◆ **Excerpted data**:

++++++++++

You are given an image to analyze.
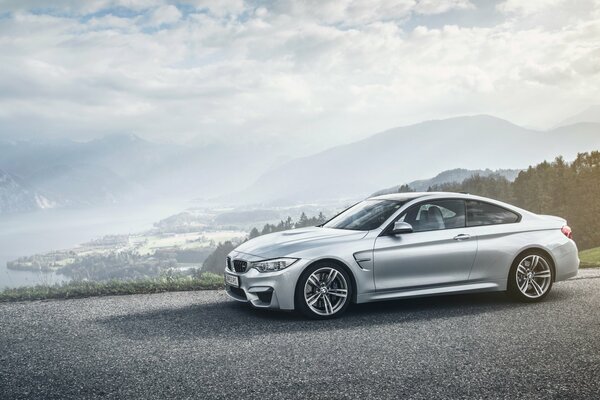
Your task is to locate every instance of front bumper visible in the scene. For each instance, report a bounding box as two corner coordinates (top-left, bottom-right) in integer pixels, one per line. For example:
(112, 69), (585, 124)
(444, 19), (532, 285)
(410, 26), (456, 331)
(224, 253), (309, 310)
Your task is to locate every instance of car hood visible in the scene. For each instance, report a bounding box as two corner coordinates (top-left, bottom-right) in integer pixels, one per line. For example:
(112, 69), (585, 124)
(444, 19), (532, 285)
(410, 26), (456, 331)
(235, 227), (368, 258)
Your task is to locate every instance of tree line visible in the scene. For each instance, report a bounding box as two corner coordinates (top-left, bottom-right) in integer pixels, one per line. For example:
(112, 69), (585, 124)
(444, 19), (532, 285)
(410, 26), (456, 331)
(426, 151), (600, 250)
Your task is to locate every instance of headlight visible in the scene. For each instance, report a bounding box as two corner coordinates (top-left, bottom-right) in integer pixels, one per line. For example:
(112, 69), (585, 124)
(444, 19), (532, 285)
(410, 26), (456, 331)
(250, 258), (298, 272)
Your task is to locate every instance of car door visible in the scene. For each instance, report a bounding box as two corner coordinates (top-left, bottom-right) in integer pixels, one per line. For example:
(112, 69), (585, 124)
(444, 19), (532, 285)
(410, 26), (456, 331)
(373, 199), (477, 291)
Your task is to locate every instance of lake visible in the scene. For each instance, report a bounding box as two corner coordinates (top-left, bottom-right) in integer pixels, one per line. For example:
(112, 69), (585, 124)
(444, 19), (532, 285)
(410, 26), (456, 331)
(0, 202), (189, 290)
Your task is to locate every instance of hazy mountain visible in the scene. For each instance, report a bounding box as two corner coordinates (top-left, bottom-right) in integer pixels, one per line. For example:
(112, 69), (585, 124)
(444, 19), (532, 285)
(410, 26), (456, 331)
(0, 135), (296, 209)
(0, 169), (54, 214)
(557, 104), (600, 126)
(238, 115), (600, 203)
(372, 168), (521, 196)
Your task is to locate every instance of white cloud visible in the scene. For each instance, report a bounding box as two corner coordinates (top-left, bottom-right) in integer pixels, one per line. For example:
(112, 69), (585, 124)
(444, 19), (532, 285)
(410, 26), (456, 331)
(0, 0), (600, 145)
(148, 5), (182, 26)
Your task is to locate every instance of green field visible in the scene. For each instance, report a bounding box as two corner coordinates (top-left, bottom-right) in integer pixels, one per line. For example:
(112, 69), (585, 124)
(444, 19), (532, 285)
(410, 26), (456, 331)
(579, 247), (600, 268)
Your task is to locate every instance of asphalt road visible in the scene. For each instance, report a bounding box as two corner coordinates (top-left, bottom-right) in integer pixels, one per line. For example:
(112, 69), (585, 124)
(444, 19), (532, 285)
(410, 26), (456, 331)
(0, 271), (600, 399)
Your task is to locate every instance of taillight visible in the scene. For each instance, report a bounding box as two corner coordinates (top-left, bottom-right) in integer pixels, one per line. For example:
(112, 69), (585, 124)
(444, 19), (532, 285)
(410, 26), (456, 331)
(560, 225), (573, 239)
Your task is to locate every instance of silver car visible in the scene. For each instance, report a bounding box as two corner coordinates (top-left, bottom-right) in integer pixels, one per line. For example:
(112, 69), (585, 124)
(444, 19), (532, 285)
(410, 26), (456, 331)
(225, 193), (579, 318)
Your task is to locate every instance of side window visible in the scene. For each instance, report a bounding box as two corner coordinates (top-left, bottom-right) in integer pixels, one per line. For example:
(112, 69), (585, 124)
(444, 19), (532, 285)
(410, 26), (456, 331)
(467, 200), (519, 226)
(400, 200), (465, 232)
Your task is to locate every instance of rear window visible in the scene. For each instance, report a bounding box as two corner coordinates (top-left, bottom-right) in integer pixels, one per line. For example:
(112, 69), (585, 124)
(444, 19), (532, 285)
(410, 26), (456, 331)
(467, 200), (519, 226)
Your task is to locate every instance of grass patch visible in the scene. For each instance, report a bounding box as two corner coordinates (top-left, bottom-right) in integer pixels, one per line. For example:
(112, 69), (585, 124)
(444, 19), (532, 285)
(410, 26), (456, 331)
(0, 272), (223, 302)
(579, 247), (600, 268)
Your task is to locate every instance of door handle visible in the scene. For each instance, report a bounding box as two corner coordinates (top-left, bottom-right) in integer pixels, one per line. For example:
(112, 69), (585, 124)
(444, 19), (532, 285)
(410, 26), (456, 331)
(454, 233), (471, 241)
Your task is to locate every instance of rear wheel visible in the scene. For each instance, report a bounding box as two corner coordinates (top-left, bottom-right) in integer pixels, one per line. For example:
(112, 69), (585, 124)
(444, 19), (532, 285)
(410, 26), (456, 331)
(508, 251), (554, 303)
(296, 263), (352, 319)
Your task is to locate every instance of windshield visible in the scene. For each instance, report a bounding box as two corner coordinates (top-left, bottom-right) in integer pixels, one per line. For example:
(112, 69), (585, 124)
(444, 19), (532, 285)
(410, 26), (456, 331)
(323, 200), (404, 231)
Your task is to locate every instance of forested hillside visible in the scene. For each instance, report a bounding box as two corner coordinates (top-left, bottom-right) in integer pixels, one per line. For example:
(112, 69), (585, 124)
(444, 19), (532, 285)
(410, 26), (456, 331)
(429, 151), (600, 249)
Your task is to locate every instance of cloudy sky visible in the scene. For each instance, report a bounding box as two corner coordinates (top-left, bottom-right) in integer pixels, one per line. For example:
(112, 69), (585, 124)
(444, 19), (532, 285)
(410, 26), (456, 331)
(0, 0), (600, 146)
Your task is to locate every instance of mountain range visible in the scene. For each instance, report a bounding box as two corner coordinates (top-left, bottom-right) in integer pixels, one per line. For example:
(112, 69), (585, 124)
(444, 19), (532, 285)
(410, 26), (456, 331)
(371, 168), (521, 196)
(0, 109), (600, 213)
(239, 115), (600, 203)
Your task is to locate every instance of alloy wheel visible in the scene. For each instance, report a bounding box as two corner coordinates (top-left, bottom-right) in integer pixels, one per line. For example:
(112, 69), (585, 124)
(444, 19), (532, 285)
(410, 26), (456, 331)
(304, 267), (348, 316)
(516, 254), (552, 299)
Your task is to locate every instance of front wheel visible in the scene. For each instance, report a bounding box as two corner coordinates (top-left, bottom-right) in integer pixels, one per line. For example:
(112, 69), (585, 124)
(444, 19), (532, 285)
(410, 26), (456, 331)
(508, 251), (554, 303)
(296, 263), (352, 319)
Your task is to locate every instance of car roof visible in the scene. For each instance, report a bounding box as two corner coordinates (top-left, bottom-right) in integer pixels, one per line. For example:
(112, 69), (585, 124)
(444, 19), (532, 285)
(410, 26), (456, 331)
(369, 192), (471, 201)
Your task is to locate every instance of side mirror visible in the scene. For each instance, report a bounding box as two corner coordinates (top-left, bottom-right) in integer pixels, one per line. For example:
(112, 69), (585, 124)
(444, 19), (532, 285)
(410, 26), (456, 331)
(392, 221), (413, 235)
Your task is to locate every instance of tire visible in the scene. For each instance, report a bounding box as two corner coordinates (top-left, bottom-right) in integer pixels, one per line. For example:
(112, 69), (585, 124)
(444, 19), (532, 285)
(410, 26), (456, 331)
(508, 250), (554, 303)
(295, 262), (352, 319)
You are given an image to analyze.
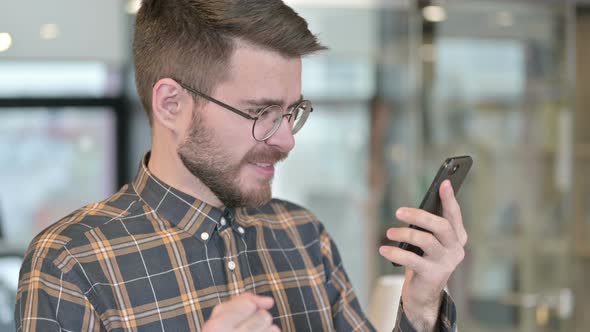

++++++++++

◆ **Brief**:
Add -59 to each coordinate in the bounding-box answers, and write out again every line starting at the one containing "Your task is to locate every instance of mountain" and ending at the one containing "(239, 115), (600, 203)", with all other lines and numbers unchanged.

◆ **Correct answer**:
Your task is to locate every instance of mountain range visible in the scene. For each instance, report a bounding box as two corner coordinates (top-left, bottom-right) in integer pixels, one per line. For example:
(112, 69), (585, 124)
(444, 19), (532, 285)
(410, 26), (456, 331)
(312, 109), (462, 137)
(-59, 50), (541, 154)
(180, 56), (541, 144)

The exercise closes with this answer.